Render the items from the line with "man's face, a" up to and including the line with "[[362, 171]]" as a two-column CSV with the headers instruction and points, one row per item. Put each value in its own quoted field and replace any line breaks with spaces.
/---
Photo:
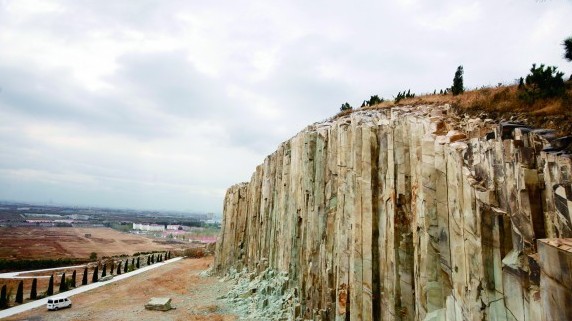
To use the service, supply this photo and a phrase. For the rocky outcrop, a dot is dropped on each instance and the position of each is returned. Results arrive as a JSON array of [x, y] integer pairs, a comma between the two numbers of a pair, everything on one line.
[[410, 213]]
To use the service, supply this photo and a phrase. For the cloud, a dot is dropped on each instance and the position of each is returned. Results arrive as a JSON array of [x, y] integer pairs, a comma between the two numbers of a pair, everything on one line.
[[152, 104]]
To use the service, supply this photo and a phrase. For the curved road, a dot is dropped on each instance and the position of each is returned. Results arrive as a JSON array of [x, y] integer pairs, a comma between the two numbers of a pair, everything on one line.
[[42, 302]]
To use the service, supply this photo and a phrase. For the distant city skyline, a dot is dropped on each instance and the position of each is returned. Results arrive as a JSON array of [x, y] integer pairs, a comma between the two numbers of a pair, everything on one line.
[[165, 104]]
\---
/---
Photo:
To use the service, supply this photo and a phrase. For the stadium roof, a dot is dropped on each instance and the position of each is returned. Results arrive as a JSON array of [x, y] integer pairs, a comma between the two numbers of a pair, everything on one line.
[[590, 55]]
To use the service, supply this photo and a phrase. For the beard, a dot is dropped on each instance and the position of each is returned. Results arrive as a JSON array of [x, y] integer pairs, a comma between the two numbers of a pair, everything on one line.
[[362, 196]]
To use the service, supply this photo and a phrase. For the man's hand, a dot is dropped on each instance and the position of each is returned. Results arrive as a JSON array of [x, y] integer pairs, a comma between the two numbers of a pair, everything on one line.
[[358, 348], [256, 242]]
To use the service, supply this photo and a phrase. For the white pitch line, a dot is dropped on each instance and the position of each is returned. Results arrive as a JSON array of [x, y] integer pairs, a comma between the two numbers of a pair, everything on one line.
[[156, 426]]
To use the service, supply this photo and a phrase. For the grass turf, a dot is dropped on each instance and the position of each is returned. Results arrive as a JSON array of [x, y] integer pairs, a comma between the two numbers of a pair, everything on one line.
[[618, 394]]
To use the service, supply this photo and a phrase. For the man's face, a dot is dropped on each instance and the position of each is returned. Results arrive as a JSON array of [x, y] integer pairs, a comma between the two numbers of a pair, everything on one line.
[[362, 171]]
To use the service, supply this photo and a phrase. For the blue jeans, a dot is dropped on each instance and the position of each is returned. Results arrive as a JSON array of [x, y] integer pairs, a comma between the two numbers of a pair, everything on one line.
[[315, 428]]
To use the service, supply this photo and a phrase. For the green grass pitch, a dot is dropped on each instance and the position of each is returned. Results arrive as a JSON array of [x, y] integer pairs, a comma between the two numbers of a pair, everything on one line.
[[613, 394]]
\---
__OUTPUT__
instruction,points
"To use the service, supply this photo and a phrase. For the man's face, a dot is dropped on each instance and the position of each is returned. Results arrive as a JSON array of [x, y] integer pairs, a comma between the two numbers of a pair, everything on one line.","[[362, 171]]"